──────── Input data

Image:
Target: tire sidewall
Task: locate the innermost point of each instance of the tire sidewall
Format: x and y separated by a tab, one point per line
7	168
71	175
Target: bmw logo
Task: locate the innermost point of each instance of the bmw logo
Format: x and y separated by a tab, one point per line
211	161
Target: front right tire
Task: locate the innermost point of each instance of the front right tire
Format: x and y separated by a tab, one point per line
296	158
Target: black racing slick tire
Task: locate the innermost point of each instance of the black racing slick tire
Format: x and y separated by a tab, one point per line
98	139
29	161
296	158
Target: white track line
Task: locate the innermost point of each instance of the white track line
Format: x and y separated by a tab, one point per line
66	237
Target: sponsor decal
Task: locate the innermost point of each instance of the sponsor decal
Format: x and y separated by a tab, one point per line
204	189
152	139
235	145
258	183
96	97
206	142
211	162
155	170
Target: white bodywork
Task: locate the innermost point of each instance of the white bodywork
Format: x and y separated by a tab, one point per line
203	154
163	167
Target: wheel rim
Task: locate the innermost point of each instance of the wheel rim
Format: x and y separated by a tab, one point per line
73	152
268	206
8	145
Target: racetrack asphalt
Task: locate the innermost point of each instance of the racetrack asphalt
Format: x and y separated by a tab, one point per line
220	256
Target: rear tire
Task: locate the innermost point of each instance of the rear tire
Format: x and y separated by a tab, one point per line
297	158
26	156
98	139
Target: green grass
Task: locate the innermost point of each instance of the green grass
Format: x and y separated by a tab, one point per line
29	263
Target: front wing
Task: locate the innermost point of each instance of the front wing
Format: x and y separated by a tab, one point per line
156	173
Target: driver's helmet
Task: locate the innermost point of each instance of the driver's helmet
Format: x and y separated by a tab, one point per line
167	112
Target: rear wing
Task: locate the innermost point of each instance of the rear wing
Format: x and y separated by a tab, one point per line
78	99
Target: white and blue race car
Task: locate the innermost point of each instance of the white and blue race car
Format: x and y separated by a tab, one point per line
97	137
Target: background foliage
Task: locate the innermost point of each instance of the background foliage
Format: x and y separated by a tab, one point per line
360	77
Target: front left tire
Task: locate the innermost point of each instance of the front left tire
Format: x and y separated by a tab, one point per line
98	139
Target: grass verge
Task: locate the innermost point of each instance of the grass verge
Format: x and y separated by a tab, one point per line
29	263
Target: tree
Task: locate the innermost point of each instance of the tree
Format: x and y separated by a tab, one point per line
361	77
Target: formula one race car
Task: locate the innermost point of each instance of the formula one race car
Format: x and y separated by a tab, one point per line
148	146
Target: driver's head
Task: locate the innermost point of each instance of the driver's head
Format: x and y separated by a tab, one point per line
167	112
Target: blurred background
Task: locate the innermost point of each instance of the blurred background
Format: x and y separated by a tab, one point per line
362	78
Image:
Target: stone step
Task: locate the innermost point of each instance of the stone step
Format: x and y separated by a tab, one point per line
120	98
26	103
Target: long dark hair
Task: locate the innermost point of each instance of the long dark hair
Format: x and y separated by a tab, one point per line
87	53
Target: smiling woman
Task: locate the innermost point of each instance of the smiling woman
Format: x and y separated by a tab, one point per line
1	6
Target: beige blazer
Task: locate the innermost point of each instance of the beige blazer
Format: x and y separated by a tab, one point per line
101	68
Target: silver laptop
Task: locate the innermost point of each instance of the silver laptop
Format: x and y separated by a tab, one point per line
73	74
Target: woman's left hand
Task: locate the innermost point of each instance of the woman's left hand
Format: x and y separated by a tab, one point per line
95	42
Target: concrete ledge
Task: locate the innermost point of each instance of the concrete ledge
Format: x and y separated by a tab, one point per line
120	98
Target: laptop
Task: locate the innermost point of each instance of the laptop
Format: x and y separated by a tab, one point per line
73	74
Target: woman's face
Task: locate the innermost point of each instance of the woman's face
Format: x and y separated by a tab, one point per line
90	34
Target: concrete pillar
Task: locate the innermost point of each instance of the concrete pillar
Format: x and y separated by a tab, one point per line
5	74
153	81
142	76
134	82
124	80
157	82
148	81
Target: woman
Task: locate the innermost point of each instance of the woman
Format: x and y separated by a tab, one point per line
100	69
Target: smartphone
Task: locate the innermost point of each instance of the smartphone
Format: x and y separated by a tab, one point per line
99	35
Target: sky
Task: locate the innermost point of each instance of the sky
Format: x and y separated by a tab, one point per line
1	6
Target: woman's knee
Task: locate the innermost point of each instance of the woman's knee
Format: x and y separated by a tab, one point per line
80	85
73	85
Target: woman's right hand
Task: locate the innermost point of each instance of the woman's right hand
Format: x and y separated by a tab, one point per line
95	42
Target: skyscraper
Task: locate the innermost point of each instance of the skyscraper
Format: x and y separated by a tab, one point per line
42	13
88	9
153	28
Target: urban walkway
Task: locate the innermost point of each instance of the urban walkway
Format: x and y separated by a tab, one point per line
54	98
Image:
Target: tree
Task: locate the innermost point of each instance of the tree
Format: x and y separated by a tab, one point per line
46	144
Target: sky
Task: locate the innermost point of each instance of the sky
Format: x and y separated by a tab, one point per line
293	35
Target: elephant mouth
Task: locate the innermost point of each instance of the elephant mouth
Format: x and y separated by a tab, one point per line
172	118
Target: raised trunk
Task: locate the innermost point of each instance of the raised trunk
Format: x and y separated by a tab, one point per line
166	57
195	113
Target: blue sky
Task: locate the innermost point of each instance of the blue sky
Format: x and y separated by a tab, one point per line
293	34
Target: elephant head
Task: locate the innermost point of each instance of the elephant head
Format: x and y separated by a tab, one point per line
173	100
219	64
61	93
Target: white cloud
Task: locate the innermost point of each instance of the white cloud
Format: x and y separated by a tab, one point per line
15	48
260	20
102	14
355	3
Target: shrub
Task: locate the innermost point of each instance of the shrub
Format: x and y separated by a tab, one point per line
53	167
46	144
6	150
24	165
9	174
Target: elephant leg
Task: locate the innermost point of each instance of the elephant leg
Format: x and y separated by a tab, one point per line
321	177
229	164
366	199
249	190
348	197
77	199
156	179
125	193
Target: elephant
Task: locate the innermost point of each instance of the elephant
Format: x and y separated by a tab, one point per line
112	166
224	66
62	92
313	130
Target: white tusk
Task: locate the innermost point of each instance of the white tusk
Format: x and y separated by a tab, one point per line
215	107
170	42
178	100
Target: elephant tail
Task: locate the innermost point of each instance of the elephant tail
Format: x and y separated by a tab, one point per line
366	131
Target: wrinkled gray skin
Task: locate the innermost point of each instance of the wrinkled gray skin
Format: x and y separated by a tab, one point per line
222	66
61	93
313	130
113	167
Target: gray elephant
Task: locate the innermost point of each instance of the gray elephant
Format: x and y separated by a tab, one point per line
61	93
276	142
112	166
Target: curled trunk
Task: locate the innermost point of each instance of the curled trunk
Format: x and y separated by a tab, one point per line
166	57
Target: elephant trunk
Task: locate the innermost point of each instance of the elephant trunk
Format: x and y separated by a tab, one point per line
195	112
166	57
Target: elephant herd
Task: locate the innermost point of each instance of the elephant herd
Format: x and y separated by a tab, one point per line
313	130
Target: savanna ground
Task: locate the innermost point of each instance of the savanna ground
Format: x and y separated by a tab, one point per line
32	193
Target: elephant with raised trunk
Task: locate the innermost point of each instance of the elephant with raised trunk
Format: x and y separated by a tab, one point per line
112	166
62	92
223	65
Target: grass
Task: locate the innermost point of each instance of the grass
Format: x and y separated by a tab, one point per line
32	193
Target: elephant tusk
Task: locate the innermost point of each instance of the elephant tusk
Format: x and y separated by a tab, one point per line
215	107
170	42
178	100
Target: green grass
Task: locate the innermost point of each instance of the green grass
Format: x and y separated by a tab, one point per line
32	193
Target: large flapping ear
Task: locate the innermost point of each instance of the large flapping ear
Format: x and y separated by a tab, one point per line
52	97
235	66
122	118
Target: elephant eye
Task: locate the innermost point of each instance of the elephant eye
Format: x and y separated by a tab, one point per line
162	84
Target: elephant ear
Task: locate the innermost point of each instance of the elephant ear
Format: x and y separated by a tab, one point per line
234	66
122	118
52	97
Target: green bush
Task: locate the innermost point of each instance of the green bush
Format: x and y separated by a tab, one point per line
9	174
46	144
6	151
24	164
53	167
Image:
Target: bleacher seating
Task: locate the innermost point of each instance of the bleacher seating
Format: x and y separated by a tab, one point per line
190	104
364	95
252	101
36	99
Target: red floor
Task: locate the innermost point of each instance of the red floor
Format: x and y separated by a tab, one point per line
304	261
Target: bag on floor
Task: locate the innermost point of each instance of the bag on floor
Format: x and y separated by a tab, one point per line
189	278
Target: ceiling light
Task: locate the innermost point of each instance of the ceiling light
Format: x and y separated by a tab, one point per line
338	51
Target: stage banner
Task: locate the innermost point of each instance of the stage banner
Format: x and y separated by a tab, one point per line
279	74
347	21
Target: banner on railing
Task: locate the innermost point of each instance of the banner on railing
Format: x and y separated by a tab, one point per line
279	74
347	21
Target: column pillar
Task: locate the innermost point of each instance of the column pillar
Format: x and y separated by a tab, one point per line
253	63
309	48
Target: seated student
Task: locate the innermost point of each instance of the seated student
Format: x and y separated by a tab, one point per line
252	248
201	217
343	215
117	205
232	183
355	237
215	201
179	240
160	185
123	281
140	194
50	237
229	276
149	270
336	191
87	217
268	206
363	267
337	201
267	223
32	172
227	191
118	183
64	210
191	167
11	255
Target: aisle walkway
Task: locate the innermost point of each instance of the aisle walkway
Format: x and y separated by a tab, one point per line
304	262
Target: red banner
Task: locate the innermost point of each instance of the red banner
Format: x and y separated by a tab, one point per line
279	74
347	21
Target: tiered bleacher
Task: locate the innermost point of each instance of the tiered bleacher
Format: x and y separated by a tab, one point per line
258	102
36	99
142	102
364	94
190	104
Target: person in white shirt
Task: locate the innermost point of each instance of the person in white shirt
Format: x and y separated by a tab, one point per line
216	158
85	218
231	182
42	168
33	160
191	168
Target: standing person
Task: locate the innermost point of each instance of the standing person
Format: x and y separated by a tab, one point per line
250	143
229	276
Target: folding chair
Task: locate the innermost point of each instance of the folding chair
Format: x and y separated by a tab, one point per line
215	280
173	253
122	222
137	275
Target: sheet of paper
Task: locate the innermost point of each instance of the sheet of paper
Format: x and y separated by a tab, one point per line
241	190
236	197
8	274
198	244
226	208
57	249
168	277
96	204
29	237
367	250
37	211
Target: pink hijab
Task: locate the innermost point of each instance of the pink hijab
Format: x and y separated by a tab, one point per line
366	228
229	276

────────────────

**Required task**: Reproduce the final stretch of the data above: every line from the one holding "Target: person in white shirt" through the end, inclusive, exactly as written and nothing else.

**Answer to the exercise**:
Target: person in white shirt
Task: locate the innermost point of each instance of the person in white shirt
Format: x and y separated by a tab, one point per line
216	158
85	218
231	182
42	168
33	160
191	168
Target: standing person
Task: locate the innermost point of each instance of the standing person
Format: x and y separated by a tab, one point per line
250	143
229	276
Target: folding chair
Task: locate the innermost point of each instance of the folding chair
Format: x and y separated by a tab, one point per line
215	280
173	253
122	222
137	275
Target: sheet of paper
Task: locate the innermost point of each instance of the sheet of paper
Format: x and y separated by a tab, one point per line
241	190
236	197
8	274
198	244
226	208
57	249
168	277
96	204
29	237
367	250
37	211
Target: pink hijab
Task: locate the innermost point of each instance of the pink hijab
Format: x and y separated by a tab, one point per line
366	228
229	276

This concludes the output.